*Requirements*.
Gather every line in the entries below that contains the string "long" and copy each one in full. Case counts, so only matches with the same uppercase and lowercase letters qualify.

*Given records*.

-- Start --

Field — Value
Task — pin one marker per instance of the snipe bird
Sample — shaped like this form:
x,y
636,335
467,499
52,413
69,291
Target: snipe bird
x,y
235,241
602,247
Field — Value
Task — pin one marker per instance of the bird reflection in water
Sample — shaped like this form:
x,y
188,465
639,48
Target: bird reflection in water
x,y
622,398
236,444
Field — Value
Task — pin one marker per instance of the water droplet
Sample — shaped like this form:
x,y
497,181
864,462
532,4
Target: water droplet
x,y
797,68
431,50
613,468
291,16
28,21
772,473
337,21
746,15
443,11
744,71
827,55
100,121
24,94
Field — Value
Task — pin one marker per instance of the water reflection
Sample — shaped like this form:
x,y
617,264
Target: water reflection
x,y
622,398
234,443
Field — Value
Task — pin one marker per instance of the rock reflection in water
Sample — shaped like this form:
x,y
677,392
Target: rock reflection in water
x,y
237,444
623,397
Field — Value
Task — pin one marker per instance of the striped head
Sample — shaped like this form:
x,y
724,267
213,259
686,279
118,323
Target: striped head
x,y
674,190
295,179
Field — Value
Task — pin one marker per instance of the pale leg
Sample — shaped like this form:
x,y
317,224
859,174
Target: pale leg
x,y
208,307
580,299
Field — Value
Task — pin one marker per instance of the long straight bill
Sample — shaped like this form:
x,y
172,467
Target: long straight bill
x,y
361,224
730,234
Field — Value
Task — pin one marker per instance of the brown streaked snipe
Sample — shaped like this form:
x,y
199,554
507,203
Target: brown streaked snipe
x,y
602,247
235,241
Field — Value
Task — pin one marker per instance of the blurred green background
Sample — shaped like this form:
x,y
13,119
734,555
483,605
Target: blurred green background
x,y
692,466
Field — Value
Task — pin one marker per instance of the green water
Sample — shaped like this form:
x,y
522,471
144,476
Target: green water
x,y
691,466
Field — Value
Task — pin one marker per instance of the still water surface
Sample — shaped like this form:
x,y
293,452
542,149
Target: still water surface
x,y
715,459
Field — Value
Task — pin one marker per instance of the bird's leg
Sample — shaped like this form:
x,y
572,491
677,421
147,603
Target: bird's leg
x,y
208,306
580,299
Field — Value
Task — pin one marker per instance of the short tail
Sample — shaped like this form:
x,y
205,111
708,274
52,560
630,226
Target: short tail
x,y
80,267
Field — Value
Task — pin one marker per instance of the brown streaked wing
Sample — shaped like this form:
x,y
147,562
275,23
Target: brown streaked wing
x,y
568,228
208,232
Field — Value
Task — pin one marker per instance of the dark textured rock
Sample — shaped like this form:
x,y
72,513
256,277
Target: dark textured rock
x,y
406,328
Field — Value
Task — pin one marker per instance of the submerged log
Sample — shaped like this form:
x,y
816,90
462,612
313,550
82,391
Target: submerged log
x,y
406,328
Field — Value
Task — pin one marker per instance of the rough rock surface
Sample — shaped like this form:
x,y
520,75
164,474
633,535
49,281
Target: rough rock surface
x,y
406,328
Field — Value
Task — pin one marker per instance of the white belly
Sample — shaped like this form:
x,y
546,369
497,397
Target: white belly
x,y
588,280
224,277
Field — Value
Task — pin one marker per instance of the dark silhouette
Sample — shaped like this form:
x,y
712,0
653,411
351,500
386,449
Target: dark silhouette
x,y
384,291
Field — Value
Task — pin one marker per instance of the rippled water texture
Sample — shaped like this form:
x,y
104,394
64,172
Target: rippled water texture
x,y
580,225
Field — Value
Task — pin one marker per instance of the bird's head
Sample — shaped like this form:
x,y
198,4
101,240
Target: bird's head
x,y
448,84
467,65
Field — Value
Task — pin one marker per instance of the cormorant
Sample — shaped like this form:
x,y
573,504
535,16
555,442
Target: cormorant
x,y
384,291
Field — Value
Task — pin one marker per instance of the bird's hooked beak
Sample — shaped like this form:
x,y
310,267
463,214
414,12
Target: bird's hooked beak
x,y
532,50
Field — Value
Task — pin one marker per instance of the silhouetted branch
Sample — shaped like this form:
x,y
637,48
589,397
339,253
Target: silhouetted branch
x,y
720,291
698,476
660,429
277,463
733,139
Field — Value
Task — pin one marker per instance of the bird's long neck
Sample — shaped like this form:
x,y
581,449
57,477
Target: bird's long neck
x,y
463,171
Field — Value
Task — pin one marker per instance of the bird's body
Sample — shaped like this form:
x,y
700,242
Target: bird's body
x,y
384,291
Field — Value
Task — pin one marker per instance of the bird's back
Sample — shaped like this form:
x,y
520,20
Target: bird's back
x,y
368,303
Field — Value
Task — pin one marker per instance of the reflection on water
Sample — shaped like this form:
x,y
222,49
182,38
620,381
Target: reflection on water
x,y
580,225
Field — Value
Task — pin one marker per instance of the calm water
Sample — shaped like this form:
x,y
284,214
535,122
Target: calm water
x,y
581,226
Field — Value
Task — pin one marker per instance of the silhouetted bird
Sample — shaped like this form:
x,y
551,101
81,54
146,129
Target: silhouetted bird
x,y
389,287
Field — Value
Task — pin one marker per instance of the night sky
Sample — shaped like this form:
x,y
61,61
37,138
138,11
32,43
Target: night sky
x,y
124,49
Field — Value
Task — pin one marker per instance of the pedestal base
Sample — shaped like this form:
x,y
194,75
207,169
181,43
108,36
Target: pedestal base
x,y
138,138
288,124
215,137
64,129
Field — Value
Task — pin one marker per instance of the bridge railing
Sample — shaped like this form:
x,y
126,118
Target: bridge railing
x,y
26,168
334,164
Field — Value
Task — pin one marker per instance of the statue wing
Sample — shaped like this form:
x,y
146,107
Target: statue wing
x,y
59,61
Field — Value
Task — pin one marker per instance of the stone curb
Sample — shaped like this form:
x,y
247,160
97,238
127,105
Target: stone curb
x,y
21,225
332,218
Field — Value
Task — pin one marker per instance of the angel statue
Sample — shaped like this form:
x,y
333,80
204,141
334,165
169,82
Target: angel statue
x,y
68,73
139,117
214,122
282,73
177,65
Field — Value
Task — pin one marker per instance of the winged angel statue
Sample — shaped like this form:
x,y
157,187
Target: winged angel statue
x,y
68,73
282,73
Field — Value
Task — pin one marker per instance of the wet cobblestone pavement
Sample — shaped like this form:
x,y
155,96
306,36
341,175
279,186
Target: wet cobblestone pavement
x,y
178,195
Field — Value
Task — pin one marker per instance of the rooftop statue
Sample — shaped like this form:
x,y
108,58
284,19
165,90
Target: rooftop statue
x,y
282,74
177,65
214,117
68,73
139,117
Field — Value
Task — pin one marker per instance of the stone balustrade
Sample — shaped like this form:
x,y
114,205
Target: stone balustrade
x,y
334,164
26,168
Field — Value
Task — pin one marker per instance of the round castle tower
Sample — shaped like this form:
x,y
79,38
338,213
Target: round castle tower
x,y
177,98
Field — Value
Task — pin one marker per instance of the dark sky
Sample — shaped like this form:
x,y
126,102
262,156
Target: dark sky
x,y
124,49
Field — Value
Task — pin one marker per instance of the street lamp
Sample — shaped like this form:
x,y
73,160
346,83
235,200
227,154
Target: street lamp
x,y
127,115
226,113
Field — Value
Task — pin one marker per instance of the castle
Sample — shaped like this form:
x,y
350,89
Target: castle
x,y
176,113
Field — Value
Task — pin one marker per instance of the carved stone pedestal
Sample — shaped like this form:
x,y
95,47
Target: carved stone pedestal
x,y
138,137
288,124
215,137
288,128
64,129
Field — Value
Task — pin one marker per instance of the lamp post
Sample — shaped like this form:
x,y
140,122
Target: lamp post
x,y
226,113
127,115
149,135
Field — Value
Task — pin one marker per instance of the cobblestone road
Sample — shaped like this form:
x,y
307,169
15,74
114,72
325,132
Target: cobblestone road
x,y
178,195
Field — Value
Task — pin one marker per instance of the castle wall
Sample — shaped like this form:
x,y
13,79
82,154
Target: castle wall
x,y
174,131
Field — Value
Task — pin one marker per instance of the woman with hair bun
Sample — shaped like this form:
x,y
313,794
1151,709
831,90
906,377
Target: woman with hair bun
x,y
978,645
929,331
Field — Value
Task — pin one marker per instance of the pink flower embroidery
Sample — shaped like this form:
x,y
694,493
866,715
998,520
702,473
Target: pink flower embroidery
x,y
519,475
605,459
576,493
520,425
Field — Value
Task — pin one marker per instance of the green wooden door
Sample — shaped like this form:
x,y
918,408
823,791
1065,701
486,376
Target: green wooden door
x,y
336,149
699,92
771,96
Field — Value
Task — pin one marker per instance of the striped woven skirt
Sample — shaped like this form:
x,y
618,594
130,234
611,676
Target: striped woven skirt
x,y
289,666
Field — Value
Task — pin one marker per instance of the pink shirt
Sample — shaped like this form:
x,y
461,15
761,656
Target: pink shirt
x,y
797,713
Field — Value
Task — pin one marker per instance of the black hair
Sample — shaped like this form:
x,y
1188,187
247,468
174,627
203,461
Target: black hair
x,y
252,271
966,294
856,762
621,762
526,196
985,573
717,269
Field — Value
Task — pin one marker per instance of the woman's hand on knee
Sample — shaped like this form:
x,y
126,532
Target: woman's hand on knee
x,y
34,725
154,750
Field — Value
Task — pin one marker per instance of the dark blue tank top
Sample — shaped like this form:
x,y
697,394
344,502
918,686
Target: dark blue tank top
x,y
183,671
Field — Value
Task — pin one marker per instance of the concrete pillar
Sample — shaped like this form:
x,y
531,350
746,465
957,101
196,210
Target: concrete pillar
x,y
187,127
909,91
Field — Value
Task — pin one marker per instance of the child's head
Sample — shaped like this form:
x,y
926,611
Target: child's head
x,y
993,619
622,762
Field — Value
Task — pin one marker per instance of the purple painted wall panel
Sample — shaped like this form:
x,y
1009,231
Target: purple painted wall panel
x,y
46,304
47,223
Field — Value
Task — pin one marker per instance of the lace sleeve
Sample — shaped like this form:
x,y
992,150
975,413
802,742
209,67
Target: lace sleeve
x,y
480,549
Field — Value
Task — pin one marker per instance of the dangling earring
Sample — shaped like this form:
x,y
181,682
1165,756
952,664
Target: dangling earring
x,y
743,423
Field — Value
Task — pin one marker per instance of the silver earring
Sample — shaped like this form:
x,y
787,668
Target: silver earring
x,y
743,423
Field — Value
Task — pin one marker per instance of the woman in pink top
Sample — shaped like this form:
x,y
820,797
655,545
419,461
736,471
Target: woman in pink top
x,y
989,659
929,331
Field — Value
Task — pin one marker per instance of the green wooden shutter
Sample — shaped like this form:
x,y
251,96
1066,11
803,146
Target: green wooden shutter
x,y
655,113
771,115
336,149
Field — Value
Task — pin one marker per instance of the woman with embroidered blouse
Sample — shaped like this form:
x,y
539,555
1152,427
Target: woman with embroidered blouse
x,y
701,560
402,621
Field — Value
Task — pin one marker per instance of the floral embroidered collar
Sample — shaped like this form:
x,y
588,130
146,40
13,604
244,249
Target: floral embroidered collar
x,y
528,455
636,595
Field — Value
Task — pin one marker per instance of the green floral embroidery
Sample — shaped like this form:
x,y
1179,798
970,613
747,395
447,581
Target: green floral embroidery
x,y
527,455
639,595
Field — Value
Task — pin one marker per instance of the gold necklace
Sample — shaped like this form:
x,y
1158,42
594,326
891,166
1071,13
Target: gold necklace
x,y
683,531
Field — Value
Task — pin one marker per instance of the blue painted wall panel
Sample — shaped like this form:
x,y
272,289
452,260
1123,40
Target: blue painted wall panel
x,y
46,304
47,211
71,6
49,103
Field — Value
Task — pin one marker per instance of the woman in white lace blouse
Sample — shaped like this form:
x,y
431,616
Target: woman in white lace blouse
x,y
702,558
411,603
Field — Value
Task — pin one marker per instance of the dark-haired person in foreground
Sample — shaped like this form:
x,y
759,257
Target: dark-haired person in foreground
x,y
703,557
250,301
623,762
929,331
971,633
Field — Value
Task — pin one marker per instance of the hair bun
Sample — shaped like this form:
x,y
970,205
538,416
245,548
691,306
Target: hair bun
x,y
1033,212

-- End --

*Written answer*.
Task — pin one marker per instance of the long straight bill
Target: long straight bill
Task — pin one marker per instance of the bird's long neck
Target: bird's long neck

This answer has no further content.